• Provided information:
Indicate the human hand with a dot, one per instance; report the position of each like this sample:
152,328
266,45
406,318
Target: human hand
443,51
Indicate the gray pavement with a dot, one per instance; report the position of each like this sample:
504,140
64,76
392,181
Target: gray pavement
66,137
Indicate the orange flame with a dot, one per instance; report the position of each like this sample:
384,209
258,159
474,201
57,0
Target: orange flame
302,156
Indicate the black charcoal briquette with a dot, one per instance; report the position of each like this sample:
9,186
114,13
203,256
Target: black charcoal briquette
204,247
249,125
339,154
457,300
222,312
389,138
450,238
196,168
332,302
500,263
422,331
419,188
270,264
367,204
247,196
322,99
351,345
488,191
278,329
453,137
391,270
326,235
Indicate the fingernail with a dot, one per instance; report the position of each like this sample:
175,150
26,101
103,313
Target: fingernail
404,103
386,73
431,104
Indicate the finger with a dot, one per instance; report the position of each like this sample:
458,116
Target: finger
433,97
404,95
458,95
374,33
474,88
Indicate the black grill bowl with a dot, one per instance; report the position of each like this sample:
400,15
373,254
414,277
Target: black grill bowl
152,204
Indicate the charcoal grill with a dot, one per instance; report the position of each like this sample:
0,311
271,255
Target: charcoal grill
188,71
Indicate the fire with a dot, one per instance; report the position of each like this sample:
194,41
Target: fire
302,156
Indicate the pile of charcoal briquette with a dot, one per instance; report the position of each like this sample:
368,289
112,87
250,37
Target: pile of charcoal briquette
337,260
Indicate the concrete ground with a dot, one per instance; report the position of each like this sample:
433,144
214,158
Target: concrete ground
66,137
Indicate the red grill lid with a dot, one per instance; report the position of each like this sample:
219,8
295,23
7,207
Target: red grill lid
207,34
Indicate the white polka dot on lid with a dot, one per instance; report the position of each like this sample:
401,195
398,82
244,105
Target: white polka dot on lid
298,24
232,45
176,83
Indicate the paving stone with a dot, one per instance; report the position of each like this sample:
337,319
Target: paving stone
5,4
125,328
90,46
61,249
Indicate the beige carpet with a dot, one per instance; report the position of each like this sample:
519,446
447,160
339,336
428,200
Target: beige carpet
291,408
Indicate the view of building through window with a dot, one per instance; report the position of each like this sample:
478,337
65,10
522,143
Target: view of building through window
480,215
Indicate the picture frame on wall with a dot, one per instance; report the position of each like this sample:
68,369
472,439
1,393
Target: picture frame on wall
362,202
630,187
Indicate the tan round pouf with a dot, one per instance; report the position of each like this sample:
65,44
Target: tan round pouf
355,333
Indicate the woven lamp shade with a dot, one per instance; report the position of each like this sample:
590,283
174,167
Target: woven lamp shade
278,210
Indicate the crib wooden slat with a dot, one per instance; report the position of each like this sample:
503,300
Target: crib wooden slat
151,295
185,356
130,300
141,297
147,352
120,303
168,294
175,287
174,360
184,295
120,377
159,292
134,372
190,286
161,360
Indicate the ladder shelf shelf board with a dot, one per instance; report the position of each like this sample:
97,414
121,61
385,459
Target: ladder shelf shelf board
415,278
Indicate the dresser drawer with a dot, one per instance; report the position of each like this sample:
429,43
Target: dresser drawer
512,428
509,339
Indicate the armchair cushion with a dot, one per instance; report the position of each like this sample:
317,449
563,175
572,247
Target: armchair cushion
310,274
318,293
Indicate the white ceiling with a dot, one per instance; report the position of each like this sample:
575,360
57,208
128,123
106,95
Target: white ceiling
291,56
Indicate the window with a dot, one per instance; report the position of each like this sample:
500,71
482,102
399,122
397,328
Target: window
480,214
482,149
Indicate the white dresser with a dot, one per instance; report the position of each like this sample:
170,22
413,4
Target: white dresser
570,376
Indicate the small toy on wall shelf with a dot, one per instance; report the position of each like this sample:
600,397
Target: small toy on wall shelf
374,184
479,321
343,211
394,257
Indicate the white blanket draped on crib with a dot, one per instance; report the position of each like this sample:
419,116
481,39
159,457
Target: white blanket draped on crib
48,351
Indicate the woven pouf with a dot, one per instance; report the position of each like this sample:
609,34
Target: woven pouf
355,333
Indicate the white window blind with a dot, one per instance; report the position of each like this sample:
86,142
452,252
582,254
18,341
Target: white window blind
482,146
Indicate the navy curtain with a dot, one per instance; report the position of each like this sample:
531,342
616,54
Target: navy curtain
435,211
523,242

• What to do:
Reproduce all the rows above word for word, in their original order.

• Answer for this exercise:
Indicate the human hand with a dot, one per instance; report the position of each like this sample:
152,328
266,45
406,318
Target: human hand
443,51
Indicate the gray pavement with a dot, one per instance; report the position of each like this sample:
504,140
64,76
392,181
Target: gray pavement
66,137
Indicate the orange flame with a dot, one per instance; report the position of each like this sample:
384,209
258,159
474,201
57,0
Target: orange flame
302,156
Indicate the black charcoal briquette with a dot, one per instance; report the position of each like this sample:
9,186
114,13
203,256
Target: black charcoal briquette
204,247
249,125
339,154
457,300
222,312
389,138
450,238
196,168
332,302
500,263
422,331
419,188
270,264
367,204
247,196
322,99
351,345
488,191
278,329
453,137
391,270
326,235
Indicate the fingernail with a dot, one per instance; report the position of each like this sample:
175,150
26,101
103,313
Target: fingernail
404,103
386,73
431,104
Indicate the finger with a dot, one per instance; report the position of each like this sample:
458,116
Target: finger
433,97
404,95
458,95
374,33
474,88
Indicate the black grill bowl with a dot, one per instance; report the position of each like this sample:
400,15
373,254
414,277
Target: black grill bowl
152,204
Indicate the charcoal grill with a dot, one per instance; report the position of each like this sample:
0,311
271,255
Target: charcoal grill
188,71
Indicate the fire with a dot, one per instance; report the position of each like this sample:
194,41
Target: fire
302,156
Indicate the pile of charcoal briquette with a dot, one per instance; report the position of each like this sample:
368,289
112,87
250,37
Target: pile of charcoal briquette
337,260
Indicate the concrete ground with a dot, one per instance; report the position of each like this sample:
433,144
214,158
Target: concrete ground
66,137
Indicate the red grill lid with a dot, one per instance; report the position of each like this sample:
219,8
295,23
7,207
Target: red grill lid
207,34
Indicate the white polka dot on lid with a dot, one per instance; report the position of each like this sample:
401,195
398,82
244,105
Target: white polka dot on lid
298,24
232,45
176,83
Indicate the paving stone with a dot, one per instance; report the position of each like this sample:
337,319
Target: paving stone
5,4
125,328
90,46
61,249
Indicate the beige carpet with a dot, one per instance; report the position of each like this sample:
519,446
447,160
339,336
428,200
Target: beige carpet
291,408
Indicate the view of building through window with a dot, one per instance; report the position of each like this sample:
478,337
65,10
522,143
Target: view of building through window
480,215
Indicate the picture frame on wall with a dot, one per instance; report the position of each like this sample:
68,369
472,439
1,393
Target: picture frame on wall
362,202
630,187
Indicate the tan round pouf with a dot, one per instance; report the position of each like this sample:
65,44
Target: tan round pouf
355,333
Indicate the woven lamp shade with a dot, one per instance; report the position of each like this sample:
590,283
174,167
Target: woven lamp shade
278,210
Indicate the crib wooden slat with a dot, one per instance; report the position of each like this sample:
503,300
Target: crib wooden slat
151,295
185,356
130,300
141,297
147,352
120,303
168,294
175,287
174,360
184,295
120,377
159,292
134,372
190,286
161,360
Indicate the ladder shelf shelf board with a dot, one per instance; report the position of each like this sample:
97,414
121,61
385,459
Target: ladder shelf shelf board
415,278
Indicate the dresser drawer with a dot, one per instance; report the position of each like this sample:
429,43
Target: dresser drawer
512,428
509,339
Indicate the armchair cushion with a dot, one per instance; report the position of each like this sample:
317,449
563,175
572,247
Target: armchair cushion
310,274
318,293
Indicate the white ceiling with a dot, one per instance; report the position of each like this sample:
575,360
57,208
128,123
106,95
Target: white ceiling
291,56
Indicate the window with a dot, one per instance; report the position of each like this sample:
500,71
482,102
399,122
397,328
Target: window
480,214
482,149
Indicate the white dresser with a dot, one per instance; report the position of each like this sample:
170,22
413,4
Target: white dresser
570,376
Indicate the small toy on wall shelf with a dot, one per instance; report the position of each like this sample:
600,397
Target: small toy on wall shelf
374,184
479,321
343,211
394,257
Indicate the white blanket draped on crib with a dot, one per instance; report the position of each like this sample:
419,116
481,39
159,457
Target: white blanket draped on crib
48,351
Indicate the woven pouf with a dot, one per instance; report the position of each like this sample:
609,34
Target: woven pouf
355,333
Indicate the white window blind with a dot, one per instance; report the position of each like this sample:
86,142
452,252
582,254
18,341
Target: white window blind
482,146
Indicate the navy curtain with a dot, one per instance; report the position of each like this sample:
531,342
616,54
Target: navy curtain
435,211
523,242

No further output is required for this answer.